- **TASK OBJECTIVE**
Copy each line below without leaving any out.
[BEGIN]
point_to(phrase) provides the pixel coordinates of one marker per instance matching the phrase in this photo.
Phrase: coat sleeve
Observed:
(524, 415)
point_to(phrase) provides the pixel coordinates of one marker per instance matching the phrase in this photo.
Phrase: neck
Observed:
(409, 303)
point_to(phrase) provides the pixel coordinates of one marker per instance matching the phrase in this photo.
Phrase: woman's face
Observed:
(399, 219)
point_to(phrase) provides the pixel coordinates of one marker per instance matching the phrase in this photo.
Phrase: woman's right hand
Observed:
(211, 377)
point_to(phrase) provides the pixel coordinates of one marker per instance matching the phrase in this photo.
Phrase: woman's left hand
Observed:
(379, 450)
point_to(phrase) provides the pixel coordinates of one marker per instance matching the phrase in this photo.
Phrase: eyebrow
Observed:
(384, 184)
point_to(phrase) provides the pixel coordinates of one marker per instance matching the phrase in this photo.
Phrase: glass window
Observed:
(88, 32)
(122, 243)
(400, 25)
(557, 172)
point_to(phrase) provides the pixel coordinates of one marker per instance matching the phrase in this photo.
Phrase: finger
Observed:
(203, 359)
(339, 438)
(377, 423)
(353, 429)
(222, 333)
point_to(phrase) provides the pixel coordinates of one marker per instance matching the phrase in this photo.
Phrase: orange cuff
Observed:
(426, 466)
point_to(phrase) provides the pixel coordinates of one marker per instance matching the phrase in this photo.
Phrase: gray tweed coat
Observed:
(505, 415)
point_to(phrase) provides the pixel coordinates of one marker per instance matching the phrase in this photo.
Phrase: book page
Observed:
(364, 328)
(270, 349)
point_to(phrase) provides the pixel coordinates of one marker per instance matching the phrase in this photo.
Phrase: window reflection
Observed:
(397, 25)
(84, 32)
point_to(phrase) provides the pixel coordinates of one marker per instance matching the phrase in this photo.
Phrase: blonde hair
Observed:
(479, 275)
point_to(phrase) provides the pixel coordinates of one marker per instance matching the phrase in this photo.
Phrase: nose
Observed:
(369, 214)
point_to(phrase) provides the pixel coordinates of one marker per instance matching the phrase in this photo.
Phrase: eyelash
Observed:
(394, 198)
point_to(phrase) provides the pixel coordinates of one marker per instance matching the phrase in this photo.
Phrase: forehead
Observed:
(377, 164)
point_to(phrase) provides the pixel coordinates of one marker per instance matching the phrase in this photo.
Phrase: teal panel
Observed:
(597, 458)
[END]
- **PROBLEM SOLUTION**
point_to(phrase) provides the pixel coordinates of one marker per instance matching the phrase in this photo.
Phrase: coat sleeve
Observed:
(524, 415)
point_to(phrase) provides the pixel coordinates of one marker per instance matching the phrase in this photo.
Phrase: neck
Observed:
(409, 303)
point_to(phrase) provides the pixel coordinates of one marker per instance matching the phrase in this photo.
Phrase: woman's face
Observed:
(399, 219)
point_to(phrase) provides the pixel coordinates of one marker per instance matching the phrase in this photo.
Phrase: woman's right hand
Observed:
(211, 377)
point_to(phrase) provides the pixel coordinates of one marker per instance matching the phrase in this photo.
Phrase: woman's left hand
Observed:
(379, 450)
point_to(phrase) provides the pixel coordinates of one marker per instance matching the phrase in this photo.
Phrase: eyebrow
Observed:
(384, 184)
point_to(phrase) provides the pixel coordinates of one marker per instance matching the phrase in this photo.
Phrase: glass window
Observed:
(88, 32)
(122, 243)
(400, 25)
(557, 172)
point_to(phrase) provides the pixel coordinates of one marker per instance matching the phrase in this photo.
Phrase: finger
Observed:
(203, 359)
(339, 438)
(377, 423)
(353, 429)
(222, 333)
point_to(phrase) provides the pixel coordinates of one marker per instance matching the phrase in this photo.
Phrase: orange cuff
Observed:
(426, 466)
point_to(phrase) provides the pixel coordinates of one marker per instance matching the phrase in this photo.
Phrase: gray tweed coat
Observed:
(505, 415)
point_to(phrase) provides the pixel coordinates of one marker per instance matching the phrase in this photo.
Phrase: book page
Observed:
(364, 328)
(270, 349)
point_to(phrase) provides the pixel coordinates of one marker per instance matching the phrase in this photo.
Phrase: window reflection
Observed:
(397, 25)
(84, 32)
point_to(phrase) provides the pixel coordinates of one marker per instance matching the phrase in this photo.
Phrase: blonde hair
Observed:
(479, 275)
point_to(phrase) provides the pixel coordinates of one marker per instance matching the phrase in this photo.
Phrase: nose
Observed:
(369, 214)
point_to(phrase) provides the pixel coordinates of one marker per instance matching the phrase in this photo.
Phrase: eyelash
Observed:
(394, 198)
point_to(phrase) provides the pixel coordinates of one marker per instance matching the phrase in this photo.
Phrase: forehead
Observed:
(377, 164)
point_to(phrase) provides the pixel coordinates of one marker per instance matching the phrase in this photo.
Phrase: teal panel
Observed:
(597, 458)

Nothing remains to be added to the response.